Article -
[Date Prev][Date Next][Thread Prev][Thread Next][Date Index][Thread Index]

Work to Do (was: Lots of Data)



We've been down this road before with the Mark III and Tom is right, there
is a strong tendency for us programmer types to want to do it all ourselves.
That's the way it started with the Mark III with at least three analysis
programs (Star, IRAF and Sextractor) and  two databases developed (one for
Oracle and one for PostgreSQL).  In the end only one combination resulted in
published data, the Star - PostgreSQL chain that resulted in the tenxcat.

So will the same thing happen with the Mark IV?  Is this the right way to do
it?  Offhand I don't know.  One thing is obvious to me, only those with
cameras will process any significant amount of raw data.  This is due simply
to the extreme amount of data involved.  With each camera producing 3 to 4
Gb of data per night there isn't much of an alternative.  Shipping out a
night or two is certainly possible but keeping up with the demand would be
quite difficult.  Will we all end up using the same tool?  I doubt it.
Arne, Michael and myself have different reasons for choosing the tools we
want to use.

Will all the processed data end up in a single database?  This is still
doubtful.  The reason is the same, the tremendous amount of data.  Data
reduction may "compress" the data by about a factor of 10 but that still
gives us about 300 to 400 Mb per night per camera.  Even with high speed
internet connections it would take hours to transfer that amount of data.
Chris has already said the current database design couldn't import the
amount of data in a reasonable amount of time.

So where does that leave us?  I for one certainly don't want to lose the
group effort part of TASS.  I certainly don't want to Balkanize ourselves
into single camera efforts.  This suggests an the area to direct new effort;
that is, solve the problem of distributed data.  If the raw or even
processed data never leaves a single place, how do we combine and analyze
the data from several sites simultaneously?  This is the area I think will
need the most work.  It's also an area where there isn't a readily available
solution.


Thanks,

Mike G.

-----Original Message-----
From: Tom Droege [mailto:tdroege@veriomail.com]
Sent: Friday, October 20, 2000 2:57 PM
To: Creager, Robert S; tass@listserv.wwa.com
Subject: RE: Lots of Data


I get a modest amount of mail like the message from Rob below.  I have lots 
of data and would like to start reducing it.  Most of the programs exist, 
many are on our web page.  We just need a software leader who can point 
some of the Rob's on the list at this work.

I know that most of you like to do everything yourself, and don't think 
about leading an effort.  I would have a go at it except that I have to 
spend full time building the hardware.

So to answer Rob's questions,

Yes, there is an immense prior art.  IRAF for example.  There are lots of 
references on the home page.  So it is not necessary, I think, to write 
much code at this time.  Later there will be big data base work to do.  But 
for now I would be happy to just reduce the data to star lists in an agreed 
format.

Data -
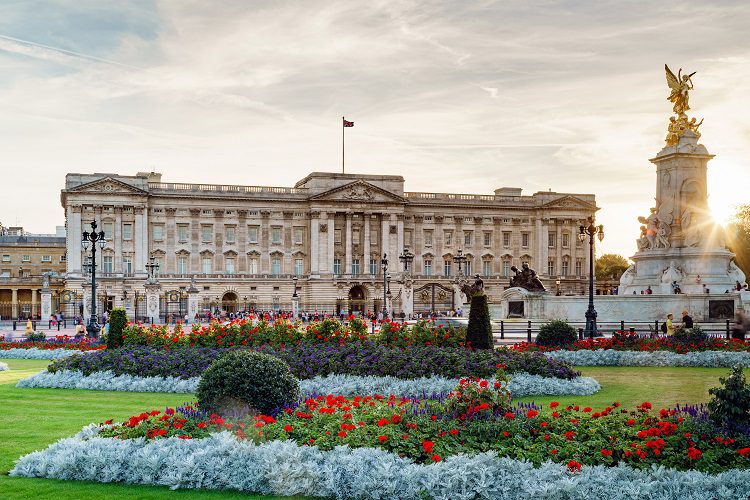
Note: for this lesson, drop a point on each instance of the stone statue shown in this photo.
(680, 86)
(526, 278)
(474, 288)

Work to complete -
A. Name the analysis programs that the message says were developed for the Mark III.
B. Reproduce the stretch of the message from "We've been down" through "it all ourselves.".

Worked solutions -
A. Star, IRAF, Sextractor

B.
We've been down this road before with the Mark III and Tom is right, there
is a strong tendency for us programmer types to want to do it all ourselves.